* _What the task requires_: Each record below should appear again exactly as written.

* _Extracted entries_:
##############################
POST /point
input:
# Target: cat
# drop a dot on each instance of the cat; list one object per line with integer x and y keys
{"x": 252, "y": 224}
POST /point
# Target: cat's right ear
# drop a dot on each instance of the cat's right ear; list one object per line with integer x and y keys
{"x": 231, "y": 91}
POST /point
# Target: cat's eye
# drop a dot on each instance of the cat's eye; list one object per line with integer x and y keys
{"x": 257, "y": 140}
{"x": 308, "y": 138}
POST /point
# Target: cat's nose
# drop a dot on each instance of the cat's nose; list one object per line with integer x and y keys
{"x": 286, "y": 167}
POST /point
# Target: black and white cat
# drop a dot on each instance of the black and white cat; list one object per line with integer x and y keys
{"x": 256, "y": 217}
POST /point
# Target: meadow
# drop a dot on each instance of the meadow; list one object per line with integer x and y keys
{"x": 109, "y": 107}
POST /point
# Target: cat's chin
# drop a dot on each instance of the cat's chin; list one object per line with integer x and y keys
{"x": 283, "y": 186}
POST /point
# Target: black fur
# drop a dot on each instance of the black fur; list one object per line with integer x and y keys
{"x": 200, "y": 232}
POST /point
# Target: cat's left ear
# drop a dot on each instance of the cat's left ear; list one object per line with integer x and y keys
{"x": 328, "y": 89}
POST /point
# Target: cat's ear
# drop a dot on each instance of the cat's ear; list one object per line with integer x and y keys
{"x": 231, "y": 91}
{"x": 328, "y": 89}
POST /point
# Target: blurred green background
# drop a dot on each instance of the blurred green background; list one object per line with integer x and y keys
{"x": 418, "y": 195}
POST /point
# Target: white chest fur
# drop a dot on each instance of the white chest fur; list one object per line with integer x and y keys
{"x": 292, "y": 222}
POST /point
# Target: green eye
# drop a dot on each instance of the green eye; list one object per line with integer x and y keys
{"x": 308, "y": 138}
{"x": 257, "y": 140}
##############################
* _The solution_:
POST /point
input:
# Target: cat
# drop a dot on each instance of the cat; list one object per line with integer x and y keys
{"x": 252, "y": 224}
POST /point
# Target: cat's right ear
# drop a dot on each instance of the cat's right ear; list one object per line with integer x and y keys
{"x": 231, "y": 91}
POST /point
# Target: cat's eye
# drop a dot on each instance of the cat's eye; list one object per line with integer x and y keys
{"x": 257, "y": 140}
{"x": 308, "y": 138}
POST /point
# Target: cat's nose
# drop a dot on each instance of the cat's nose; list one object per line with integer x and y keys
{"x": 286, "y": 167}
POST /point
# Target: black and white cat
# drop a dot on each instance of the black and white cat; list one object per line with integer x and y keys
{"x": 256, "y": 217}
POST /point
# Target: meadow
# drop a dot on each instance of the meadow; list one object per line with integer x and y keys
{"x": 109, "y": 107}
POST /point
# Target: cat's chin
# drop a dot on each instance of the cat's chin; list one object per line with integer x and y keys
{"x": 283, "y": 186}
POST /point
# Target: black fur
# drop a dot on each instance of the black fur; list one object per line with integer x and y keys
{"x": 200, "y": 232}
POST /point
# Target: cat's left ear
# drop a dot on each instance of the cat's left ear; list one object per line with integer x and y keys
{"x": 328, "y": 89}
POST /point
# Target: cat's ear
# drop a dot on each instance of the cat's ear; list one object per line with integer x and y keys
{"x": 231, "y": 91}
{"x": 328, "y": 89}
POST /point
# Target: blurred green background
# drop a dot on each instance of the blurred green background; list one object per line with integer x and y keys
{"x": 418, "y": 195}
POST /point
# Target: white chest fur
# drop a dot on each instance of the white chest fur; list one object per line with integer x and y keys
{"x": 292, "y": 222}
POST /point
# Target: green eye
# drop a dot on each instance of the green eye; list one object per line with integer x and y keys
{"x": 308, "y": 138}
{"x": 257, "y": 140}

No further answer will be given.